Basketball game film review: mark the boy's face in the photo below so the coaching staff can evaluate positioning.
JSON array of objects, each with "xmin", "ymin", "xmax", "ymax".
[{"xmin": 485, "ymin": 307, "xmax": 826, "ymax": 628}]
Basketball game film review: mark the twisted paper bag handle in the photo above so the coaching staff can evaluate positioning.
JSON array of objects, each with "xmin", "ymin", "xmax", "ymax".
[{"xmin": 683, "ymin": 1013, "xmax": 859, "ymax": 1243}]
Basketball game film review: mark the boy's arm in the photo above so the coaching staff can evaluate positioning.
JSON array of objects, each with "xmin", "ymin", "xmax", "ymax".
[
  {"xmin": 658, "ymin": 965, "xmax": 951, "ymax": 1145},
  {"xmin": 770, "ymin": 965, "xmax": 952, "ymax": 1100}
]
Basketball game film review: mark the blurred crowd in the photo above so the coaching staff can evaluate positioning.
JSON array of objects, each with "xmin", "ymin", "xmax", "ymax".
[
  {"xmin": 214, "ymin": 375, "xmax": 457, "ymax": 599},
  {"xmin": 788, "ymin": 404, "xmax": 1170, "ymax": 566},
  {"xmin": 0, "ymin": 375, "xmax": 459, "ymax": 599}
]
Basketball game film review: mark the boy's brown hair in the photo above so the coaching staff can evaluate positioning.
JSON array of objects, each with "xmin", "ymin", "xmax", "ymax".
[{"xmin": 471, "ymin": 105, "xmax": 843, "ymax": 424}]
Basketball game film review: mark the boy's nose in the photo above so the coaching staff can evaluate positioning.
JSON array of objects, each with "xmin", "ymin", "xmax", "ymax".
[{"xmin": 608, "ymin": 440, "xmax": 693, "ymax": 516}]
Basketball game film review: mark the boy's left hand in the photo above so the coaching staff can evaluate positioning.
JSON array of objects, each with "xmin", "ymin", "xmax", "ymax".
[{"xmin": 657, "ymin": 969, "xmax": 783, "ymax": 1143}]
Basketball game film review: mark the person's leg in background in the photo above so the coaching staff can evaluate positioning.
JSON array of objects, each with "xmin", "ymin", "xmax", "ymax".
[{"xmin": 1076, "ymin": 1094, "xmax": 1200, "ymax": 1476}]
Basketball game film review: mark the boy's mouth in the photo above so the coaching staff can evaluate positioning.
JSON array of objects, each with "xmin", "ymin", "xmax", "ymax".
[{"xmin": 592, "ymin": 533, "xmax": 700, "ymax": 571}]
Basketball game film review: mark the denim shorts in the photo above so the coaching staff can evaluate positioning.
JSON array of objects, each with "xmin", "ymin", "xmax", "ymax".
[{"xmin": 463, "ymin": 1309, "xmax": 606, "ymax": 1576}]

### What is expected
Each line of the records above must be copied exactly.

### Answer to this task
Basketball game film review: mark the boy's face in the photo below so the coaching staff can evaluate positioning.
JSON array of objects, each with "xmin", "ymin", "xmax", "ymax".
[{"xmin": 485, "ymin": 307, "xmax": 826, "ymax": 628}]
Basketball game film review: mark the twisted paper bag handle in the photo above so the coaching staff can evaluate positioning.
JSON array of objects, each with "xmin", "ymin", "xmax", "ymax".
[{"xmin": 683, "ymin": 1013, "xmax": 859, "ymax": 1243}]
Basketball game film review: mark the boy's arm in the photo above so the coaching staff can evaluate positioning.
JSON array of objects, each with "xmin", "ymin", "xmax", "ymax".
[
  {"xmin": 658, "ymin": 965, "xmax": 951, "ymax": 1145},
  {"xmin": 770, "ymin": 965, "xmax": 952, "ymax": 1100}
]
Basketball game film review: mark the blurred crowd in the photo above so the coaching staff can evaluate positioning.
JSON array of objects, each with "xmin", "ymin", "xmax", "ymax".
[
  {"xmin": 214, "ymin": 375, "xmax": 457, "ymax": 599},
  {"xmin": 788, "ymin": 404, "xmax": 1170, "ymax": 566},
  {"xmin": 0, "ymin": 375, "xmax": 459, "ymax": 599}
]
Basketball game film review: mark the boy's brown hair in the photo above so the coaching staff can evaluate positioning.
JSON array of objects, each with "xmin", "ymin", "xmax", "ymax".
[{"xmin": 471, "ymin": 105, "xmax": 843, "ymax": 424}]
Basketball game film review: mark the boy's nose in the photo above so the coaching staff can evaluate positioning.
JSON array of objects, each with "xmin", "ymin", "xmax", "ymax".
[{"xmin": 608, "ymin": 440, "xmax": 693, "ymax": 516}]
Basketball game film review: mark the boy's left hand in the photo above so the coaching staff can evaluate positioning.
JSON array of objects, each with "xmin", "ymin", "xmax", "ymax".
[{"xmin": 657, "ymin": 969, "xmax": 783, "ymax": 1143}]
Basketball game film review: mark the person's leg in background in the photo above so the coaching staff can evaluate positioning.
JSON array of objects, each with "xmin", "ymin", "xmax", "ymax".
[{"xmin": 1076, "ymin": 1094, "xmax": 1200, "ymax": 1476}]
Basketball game film review: mark the boy's mouth in the photo above so the coaching staff can evaluate positioning.
JSON array of objects, each with "xmin", "ymin", "xmax", "ymax".
[{"xmin": 592, "ymin": 533, "xmax": 700, "ymax": 571}]
Basketball game film review: mark the denim shorts in the photo above so the coaching staff can evaluate positioning.
JSON array of objects, each with "xmin", "ymin", "xmax", "ymax".
[{"xmin": 463, "ymin": 1309, "xmax": 606, "ymax": 1576}]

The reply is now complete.